• _TASK_
For this exercise, copy exactly only the lines from the one containing "Tag every visible purple" to the final line of the material below, without the pictures.

• _INFORMATION_

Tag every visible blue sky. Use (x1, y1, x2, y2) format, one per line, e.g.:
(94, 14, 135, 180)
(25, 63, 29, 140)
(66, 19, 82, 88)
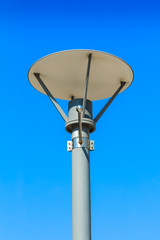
(0, 0, 160, 240)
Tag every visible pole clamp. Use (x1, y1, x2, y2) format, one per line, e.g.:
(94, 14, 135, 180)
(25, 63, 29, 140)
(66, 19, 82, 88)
(67, 138, 94, 151)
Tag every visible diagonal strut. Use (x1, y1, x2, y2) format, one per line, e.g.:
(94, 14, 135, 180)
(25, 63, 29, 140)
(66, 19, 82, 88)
(94, 81, 126, 123)
(82, 53, 92, 118)
(34, 73, 68, 122)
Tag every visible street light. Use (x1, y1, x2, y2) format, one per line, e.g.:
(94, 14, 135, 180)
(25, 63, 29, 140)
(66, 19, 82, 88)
(28, 49, 133, 240)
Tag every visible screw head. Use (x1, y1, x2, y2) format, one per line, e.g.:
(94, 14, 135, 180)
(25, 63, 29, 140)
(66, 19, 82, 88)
(76, 105, 83, 112)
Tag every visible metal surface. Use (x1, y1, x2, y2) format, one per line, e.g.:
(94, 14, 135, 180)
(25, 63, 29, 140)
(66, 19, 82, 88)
(34, 73, 67, 122)
(67, 99, 93, 240)
(73, 137, 89, 149)
(67, 141, 73, 152)
(76, 105, 83, 144)
(67, 139, 94, 151)
(94, 81, 126, 123)
(72, 127, 91, 240)
(65, 99, 95, 133)
(28, 50, 133, 100)
(89, 140, 94, 151)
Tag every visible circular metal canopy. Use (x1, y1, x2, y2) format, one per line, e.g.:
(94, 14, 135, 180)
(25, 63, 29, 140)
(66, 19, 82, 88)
(28, 50, 133, 100)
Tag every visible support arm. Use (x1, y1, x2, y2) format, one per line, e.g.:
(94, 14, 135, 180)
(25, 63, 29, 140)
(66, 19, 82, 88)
(34, 73, 68, 122)
(94, 81, 126, 123)
(76, 105, 83, 144)
(82, 54, 92, 118)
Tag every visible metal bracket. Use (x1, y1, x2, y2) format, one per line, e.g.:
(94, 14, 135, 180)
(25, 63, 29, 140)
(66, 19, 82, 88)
(67, 141, 73, 151)
(67, 139, 94, 151)
(90, 140, 94, 151)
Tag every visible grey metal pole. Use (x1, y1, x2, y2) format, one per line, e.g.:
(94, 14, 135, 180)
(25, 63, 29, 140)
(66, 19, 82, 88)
(66, 98, 95, 240)
(71, 126, 91, 240)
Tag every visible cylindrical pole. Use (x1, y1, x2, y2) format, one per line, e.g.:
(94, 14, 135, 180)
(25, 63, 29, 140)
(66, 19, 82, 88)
(71, 126, 91, 240)
(65, 98, 94, 240)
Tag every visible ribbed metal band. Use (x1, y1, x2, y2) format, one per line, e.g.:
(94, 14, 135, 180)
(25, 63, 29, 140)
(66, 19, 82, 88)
(72, 137, 90, 149)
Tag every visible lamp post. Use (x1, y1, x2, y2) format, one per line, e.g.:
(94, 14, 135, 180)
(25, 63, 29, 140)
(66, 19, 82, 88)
(28, 50, 133, 240)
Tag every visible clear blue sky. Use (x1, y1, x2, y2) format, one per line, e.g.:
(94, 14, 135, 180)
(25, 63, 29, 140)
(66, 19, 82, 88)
(0, 1, 160, 240)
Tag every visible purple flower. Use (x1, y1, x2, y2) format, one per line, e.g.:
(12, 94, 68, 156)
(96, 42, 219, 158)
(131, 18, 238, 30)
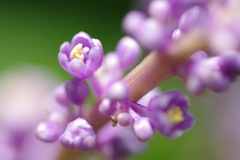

• _ANSWER FOR THE TASK_
Tag every visible purple flower. Use (x1, y1, x2, y2) format, one per line, e.g.:
(12, 94, 68, 156)
(96, 42, 219, 158)
(131, 18, 238, 30)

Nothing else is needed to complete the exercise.